> Task
Edit the records by replacing "man's" with "person's" and leaving everything else unchanged. Begin at the line that contains "Segment jacket collar from the scene.", stop after the line that contains "[596,184,629,245]", and give back only those lines.

> Dataset excerpts
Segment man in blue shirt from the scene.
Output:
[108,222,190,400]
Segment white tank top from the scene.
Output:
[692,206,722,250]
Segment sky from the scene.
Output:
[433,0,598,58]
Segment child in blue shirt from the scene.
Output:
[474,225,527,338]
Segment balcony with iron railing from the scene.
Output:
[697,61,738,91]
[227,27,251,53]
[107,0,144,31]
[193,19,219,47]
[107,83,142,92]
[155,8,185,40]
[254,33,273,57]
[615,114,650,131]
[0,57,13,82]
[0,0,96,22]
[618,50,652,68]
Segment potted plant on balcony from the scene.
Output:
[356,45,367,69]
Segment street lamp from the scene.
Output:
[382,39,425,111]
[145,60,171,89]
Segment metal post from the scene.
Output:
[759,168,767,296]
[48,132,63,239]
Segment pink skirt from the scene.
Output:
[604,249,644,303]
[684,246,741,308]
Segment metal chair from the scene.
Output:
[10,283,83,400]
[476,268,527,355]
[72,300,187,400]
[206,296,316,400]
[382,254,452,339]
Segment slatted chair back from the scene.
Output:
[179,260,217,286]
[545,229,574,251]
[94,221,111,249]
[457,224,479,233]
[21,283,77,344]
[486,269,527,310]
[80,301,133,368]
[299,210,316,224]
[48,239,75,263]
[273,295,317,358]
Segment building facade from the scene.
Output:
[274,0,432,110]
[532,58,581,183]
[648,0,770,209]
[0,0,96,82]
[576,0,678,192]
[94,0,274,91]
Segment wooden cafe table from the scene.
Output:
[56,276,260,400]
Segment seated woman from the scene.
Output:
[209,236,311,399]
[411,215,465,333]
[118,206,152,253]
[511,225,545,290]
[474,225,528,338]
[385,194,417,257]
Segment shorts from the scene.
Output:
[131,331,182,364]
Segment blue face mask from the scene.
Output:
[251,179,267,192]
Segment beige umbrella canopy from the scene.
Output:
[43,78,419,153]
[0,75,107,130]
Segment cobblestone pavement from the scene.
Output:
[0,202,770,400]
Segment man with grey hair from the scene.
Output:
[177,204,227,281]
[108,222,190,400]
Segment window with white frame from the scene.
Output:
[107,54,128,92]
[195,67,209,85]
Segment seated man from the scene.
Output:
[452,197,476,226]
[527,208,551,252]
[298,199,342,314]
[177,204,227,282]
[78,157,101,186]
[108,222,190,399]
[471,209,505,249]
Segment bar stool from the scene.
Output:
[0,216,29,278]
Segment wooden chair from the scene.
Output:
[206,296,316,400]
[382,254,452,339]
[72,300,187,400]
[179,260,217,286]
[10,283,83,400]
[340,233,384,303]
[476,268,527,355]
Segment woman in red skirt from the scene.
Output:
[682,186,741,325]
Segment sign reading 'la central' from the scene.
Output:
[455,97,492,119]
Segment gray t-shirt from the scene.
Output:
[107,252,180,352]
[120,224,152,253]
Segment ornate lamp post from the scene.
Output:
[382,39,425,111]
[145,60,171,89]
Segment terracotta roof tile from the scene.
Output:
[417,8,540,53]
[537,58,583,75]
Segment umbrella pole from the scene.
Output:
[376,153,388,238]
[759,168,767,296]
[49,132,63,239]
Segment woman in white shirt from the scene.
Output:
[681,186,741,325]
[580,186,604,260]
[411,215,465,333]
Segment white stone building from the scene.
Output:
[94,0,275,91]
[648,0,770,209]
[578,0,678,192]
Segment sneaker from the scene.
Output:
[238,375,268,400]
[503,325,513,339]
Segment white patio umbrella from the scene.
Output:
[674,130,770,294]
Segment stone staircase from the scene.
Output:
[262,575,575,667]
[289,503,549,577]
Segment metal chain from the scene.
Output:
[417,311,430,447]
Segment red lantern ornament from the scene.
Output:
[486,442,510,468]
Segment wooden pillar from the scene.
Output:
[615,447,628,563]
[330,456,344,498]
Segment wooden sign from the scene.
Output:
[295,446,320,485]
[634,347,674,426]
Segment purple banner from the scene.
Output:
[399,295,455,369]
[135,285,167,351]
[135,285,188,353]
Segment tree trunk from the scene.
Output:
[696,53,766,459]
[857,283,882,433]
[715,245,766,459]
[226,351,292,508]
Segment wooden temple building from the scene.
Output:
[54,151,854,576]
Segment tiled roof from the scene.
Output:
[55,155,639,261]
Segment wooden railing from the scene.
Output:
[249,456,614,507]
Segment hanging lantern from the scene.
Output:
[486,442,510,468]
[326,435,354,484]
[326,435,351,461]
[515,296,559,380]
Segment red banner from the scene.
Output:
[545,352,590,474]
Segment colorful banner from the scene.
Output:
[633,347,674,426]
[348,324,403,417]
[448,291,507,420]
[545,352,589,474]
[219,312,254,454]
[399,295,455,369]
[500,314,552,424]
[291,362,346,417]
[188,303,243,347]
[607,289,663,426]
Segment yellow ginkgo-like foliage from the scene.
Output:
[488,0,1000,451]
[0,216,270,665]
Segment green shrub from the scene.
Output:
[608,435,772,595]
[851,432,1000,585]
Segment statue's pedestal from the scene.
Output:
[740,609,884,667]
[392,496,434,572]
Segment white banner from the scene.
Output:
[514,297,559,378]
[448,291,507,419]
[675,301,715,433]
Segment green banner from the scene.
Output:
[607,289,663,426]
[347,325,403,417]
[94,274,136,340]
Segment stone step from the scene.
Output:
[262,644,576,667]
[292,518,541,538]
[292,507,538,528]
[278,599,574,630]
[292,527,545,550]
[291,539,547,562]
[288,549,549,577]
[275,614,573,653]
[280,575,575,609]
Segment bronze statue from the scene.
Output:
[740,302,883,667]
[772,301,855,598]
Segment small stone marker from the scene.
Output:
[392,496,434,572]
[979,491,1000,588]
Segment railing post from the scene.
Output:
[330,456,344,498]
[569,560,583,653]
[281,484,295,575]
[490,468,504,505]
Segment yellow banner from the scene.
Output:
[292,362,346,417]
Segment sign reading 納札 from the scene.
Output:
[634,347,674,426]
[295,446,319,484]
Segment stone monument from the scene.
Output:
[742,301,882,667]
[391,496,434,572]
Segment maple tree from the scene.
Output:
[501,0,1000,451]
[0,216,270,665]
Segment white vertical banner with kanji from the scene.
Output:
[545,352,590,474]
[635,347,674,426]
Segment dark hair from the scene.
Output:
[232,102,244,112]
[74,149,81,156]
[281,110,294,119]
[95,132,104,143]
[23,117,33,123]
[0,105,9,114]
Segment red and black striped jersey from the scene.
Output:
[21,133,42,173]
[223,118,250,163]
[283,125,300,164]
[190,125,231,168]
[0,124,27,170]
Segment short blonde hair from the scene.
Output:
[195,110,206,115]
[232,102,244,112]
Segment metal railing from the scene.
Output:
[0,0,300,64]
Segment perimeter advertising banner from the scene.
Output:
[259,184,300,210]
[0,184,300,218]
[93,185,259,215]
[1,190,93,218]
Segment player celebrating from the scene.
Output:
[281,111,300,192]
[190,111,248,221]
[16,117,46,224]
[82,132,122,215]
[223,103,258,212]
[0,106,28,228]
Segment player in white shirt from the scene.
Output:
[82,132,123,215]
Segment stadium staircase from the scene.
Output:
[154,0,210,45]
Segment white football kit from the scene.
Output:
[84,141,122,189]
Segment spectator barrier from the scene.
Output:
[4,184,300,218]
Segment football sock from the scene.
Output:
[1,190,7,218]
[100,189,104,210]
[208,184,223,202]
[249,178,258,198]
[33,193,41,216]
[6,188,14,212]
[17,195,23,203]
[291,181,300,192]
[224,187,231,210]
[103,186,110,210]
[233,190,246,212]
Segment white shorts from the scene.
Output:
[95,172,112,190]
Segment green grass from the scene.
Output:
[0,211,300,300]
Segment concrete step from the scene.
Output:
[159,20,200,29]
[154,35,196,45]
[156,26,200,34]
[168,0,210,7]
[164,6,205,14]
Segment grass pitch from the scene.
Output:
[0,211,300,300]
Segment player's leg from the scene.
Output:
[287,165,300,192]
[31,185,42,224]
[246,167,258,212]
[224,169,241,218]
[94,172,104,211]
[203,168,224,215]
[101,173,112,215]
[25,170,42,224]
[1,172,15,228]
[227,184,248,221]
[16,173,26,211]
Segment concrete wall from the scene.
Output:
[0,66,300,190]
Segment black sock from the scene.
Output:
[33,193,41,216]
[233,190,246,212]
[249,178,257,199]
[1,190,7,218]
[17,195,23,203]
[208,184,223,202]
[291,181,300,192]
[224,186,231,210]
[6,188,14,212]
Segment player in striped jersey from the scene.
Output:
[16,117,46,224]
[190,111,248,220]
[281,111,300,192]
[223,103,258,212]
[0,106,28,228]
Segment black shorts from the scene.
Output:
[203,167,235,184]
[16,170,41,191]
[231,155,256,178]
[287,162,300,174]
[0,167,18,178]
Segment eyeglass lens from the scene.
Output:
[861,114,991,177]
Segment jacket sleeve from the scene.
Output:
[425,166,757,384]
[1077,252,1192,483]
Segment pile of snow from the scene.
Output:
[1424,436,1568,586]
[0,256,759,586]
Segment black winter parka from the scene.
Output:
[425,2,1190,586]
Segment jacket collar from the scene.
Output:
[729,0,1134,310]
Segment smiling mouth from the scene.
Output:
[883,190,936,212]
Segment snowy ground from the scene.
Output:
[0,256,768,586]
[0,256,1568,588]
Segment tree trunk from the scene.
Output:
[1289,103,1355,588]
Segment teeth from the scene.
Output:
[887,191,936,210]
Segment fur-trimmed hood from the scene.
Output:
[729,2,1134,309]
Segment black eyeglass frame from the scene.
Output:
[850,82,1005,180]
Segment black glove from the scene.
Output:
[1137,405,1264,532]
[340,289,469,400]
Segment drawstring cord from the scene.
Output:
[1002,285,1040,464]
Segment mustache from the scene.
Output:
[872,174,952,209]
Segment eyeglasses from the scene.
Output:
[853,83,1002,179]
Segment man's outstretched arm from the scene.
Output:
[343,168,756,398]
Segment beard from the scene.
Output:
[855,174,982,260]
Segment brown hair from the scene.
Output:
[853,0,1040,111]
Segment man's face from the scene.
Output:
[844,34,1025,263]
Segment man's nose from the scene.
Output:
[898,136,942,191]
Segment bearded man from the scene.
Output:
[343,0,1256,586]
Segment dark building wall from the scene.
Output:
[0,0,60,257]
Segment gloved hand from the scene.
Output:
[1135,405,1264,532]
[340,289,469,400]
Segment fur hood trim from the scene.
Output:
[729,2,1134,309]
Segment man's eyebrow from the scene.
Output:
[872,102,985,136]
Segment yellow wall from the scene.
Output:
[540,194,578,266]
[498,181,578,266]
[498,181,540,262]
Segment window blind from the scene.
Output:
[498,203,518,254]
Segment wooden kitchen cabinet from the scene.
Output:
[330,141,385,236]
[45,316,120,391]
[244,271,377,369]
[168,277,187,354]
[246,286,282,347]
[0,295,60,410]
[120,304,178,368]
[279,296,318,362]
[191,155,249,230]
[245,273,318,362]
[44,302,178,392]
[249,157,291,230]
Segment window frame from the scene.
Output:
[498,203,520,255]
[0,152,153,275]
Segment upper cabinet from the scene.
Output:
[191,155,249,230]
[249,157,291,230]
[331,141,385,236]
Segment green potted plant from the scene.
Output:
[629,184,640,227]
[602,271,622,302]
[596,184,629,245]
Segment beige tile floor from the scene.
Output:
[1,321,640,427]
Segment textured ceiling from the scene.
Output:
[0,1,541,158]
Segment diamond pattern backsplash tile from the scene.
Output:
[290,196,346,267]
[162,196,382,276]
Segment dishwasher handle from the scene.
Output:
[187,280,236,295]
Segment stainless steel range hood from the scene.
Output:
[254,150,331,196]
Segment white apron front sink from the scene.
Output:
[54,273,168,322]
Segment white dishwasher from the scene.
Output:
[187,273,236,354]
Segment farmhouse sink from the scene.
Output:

> Finished exercise
Segment jacket collar from the scene.
Output:
[729,0,1134,310]
Segment smiling mouth from the scene.
Output:
[883,190,936,212]
Segment snowy ground from the scene.
Output:
[0,256,768,586]
[0,256,1568,588]
Segment tree trunk from the scene.
Output:
[1289,103,1355,588]
Segment teeth from the scene.
Output:
[887,191,936,210]
Segment fur-trimmed hood from the scene.
Output:
[729,2,1134,309]
Segment black eyeglass frame from the scene.
Output:
[850,82,1005,180]
Segment black glove from the scene.
Output:
[1137,405,1264,532]
[340,289,469,400]
Segment drawstring cord from the scene.
Output:
[1002,285,1040,464]
Segment mustache from the scene.
Output:
[872,174,952,209]
Segment eyeglasses from the scene.
Output:
[853,83,1002,179]
Segment person's outstretched arm from the scene.
Output:
[343,168,756,398]
Segment beard from the scene.
Output:
[855,174,982,260]
Segment brown hair from the scene.
Output:
[853,0,1040,111]
Segment person's face from the scene.
Output:
[844,34,1025,263]
Segment person's nose from the scene.
Output:
[898,136,942,191]
Segment bearded man from the scene.
Output:
[343,0,1256,586]
Segment dark building wall from the scene.
Output:
[0,0,60,257]
Segment gloved hand from the scene.
Output:
[1135,405,1264,532]
[340,289,469,400]
Segment fur hood trim from the scene.
Output:
[729,2,1134,309]
Segment person's eyebrow from the scene.
Output:
[872,102,985,136]
Segment yellow wall from the scene.
Output:
[540,194,578,266]
[498,181,578,266]
[498,181,540,262]
Segment window blind from the scene.
Output:
[498,203,518,254]
Segment wooden kitchen cabinet from the scene.
Output:
[330,141,385,236]
[45,316,120,391]
[244,271,377,369]
[168,277,187,354]
[246,286,282,347]
[0,295,60,410]
[120,304,178,368]
[279,296,318,362]
[191,155,249,230]
[245,273,318,362]
[44,302,178,392]
[249,157,291,230]
Segment window frame from the scene.
Output:
[498,203,520,255]
[0,152,153,275]
Segment upper cabinet from the scene.
Output:
[191,155,249,230]
[249,157,291,230]
[331,141,385,236]
Segment green potted plant from the scene.
Output:
[629,184,640,227]
[602,271,622,302]
[596,184,629,245]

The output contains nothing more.